■ Selected passage

+ + + + +

This leaves the Thomas stable at an inflection point–both geographically and figuratively. His Santa Anita barn (number 59) sits at a crossroads. Training track immediately left. Main track straight on. Barn area off to the right. Robert Frost would have a field day.

But for Thomas to break into the next sphere as a trainer, he needs more horses. That's the curve he needs to climb. That a small stable nearly ten years into the job, but which has so consistently punched above its weight, is struggling to attract new well-heeled benefactors poses a conundrum worth dissecting. Luckily, Thomas is in contemplative mood.

He bats back a question about the evolving nature of ownership with an anecdote involving a trainer with a sobriquet that left no room for uncertainty. The Chief.

“He had two horses go to the gate to breeze,” Thomas recalls, of Allen Jerkens. “He had jockeys on. I can't remember who, but he had two good jockeys on. You could tell it was a pretty important workout. One of the horses was just lathered, didn't want to go into the gate. Fractious.”

Jerkens steered his golf cart to the gate and called the whole thing off, told the jockeys to take the horses home.

“He called a complete audible just because he didn't like what he was seeing. He didn't want to add fuel to the fire. There was a chance where maybe you could have blown the horse's brains,” says Thomas.

“I thought that was really cool. If you're an assistant or something, you feel the pressure. 'I've got to do this.' But he didn't give two shits. He did what was the right thing to do,” says Thomas. “He probably brought that filly back and schooled her a hundred times until she was good.”

The lesson here is one of experience–that the confidence to venture off the beaten path comes with a familiarity of the terrain that only time and practice can bring.

+ + + + +

■ Dataset records about object locations

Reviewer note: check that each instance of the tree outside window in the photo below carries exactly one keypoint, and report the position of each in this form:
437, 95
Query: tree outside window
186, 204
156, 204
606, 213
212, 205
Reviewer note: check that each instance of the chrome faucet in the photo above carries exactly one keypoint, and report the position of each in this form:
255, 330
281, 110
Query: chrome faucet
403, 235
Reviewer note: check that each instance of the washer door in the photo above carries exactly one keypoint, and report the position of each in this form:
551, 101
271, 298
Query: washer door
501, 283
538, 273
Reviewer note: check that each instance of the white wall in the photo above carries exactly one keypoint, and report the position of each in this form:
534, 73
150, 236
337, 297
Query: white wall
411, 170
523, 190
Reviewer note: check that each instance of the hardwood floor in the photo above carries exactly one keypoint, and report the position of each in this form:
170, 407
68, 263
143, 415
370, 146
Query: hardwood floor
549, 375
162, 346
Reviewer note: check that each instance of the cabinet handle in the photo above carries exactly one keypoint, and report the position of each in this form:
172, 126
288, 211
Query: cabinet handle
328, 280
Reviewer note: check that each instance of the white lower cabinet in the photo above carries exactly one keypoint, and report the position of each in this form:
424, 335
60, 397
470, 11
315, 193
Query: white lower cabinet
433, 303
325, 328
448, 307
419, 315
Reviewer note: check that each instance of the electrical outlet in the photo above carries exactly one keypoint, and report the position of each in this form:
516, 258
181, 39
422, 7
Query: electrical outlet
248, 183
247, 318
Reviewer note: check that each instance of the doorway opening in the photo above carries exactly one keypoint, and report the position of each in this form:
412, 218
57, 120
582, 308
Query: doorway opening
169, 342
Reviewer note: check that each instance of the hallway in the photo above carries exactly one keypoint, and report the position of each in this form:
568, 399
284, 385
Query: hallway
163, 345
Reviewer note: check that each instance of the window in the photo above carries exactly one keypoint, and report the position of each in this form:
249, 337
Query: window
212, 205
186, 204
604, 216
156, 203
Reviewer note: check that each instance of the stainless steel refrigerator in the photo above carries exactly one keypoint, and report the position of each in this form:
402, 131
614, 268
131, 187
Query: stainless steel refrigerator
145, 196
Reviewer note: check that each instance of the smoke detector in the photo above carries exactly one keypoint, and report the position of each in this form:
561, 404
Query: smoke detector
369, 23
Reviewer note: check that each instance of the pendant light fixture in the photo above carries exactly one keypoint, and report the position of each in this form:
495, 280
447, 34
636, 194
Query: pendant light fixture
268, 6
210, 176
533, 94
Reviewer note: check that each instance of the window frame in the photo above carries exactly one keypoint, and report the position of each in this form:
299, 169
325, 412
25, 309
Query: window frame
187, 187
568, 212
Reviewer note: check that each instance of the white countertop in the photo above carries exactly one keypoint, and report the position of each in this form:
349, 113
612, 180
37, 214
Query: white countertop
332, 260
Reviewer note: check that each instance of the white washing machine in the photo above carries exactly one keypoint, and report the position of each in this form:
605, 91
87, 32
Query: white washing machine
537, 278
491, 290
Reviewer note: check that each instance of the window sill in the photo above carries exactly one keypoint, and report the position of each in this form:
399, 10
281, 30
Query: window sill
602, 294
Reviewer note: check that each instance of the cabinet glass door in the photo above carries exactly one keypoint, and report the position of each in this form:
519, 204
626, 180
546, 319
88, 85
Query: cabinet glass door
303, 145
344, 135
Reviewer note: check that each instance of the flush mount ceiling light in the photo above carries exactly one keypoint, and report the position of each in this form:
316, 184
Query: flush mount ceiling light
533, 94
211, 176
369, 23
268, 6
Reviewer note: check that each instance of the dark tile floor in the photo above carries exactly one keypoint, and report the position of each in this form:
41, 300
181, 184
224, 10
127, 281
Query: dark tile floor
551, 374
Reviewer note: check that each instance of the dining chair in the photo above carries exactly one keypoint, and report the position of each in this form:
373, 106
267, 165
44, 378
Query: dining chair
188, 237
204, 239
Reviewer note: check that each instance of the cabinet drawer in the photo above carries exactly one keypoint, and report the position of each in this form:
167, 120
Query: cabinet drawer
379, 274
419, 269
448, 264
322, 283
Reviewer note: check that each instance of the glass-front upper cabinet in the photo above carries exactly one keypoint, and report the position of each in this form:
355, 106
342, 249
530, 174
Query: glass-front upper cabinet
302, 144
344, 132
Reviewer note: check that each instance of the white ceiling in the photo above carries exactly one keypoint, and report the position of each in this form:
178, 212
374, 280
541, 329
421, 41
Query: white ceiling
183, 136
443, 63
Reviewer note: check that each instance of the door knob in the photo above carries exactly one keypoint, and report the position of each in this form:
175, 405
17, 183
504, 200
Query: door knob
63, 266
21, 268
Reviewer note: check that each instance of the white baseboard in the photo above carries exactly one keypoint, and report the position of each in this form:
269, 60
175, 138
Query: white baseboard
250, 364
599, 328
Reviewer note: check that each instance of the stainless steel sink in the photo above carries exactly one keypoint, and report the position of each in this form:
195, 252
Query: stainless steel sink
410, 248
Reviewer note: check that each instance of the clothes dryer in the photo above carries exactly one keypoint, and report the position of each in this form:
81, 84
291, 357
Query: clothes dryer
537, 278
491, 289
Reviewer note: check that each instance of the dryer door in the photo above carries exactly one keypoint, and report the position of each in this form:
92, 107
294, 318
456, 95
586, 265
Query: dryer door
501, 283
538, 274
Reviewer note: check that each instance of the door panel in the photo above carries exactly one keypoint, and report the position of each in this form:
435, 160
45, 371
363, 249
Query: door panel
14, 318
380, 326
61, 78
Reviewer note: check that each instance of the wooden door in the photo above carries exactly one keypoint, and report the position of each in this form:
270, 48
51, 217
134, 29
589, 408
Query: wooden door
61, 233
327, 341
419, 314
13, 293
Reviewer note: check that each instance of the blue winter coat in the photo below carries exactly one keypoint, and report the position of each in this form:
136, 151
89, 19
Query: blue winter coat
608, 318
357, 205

+ + + + +

■ Your goal
Can you quote the racehorse-trainer passage word for word from "This leaves the" up to and including "in contemplative mood."?

■ Answer to this task
This leaves the Thomas stable at an inflection point–both geographically and figuratively. His Santa Anita barn (number 59) sits at a crossroads. Training track immediately left. Main track straight on. Barn area off to the right. Robert Frost would have a field day.

But for Thomas to break into the next sphere as a trainer, he needs more horses. That's the curve he needs to climb. That a small stable nearly ten years into the job, but which has so consistently punched above its weight, is struggling to attract new well-heeled benefactors poses a conundrum worth dissecting. Luckily, Thomas is in contemplative mood.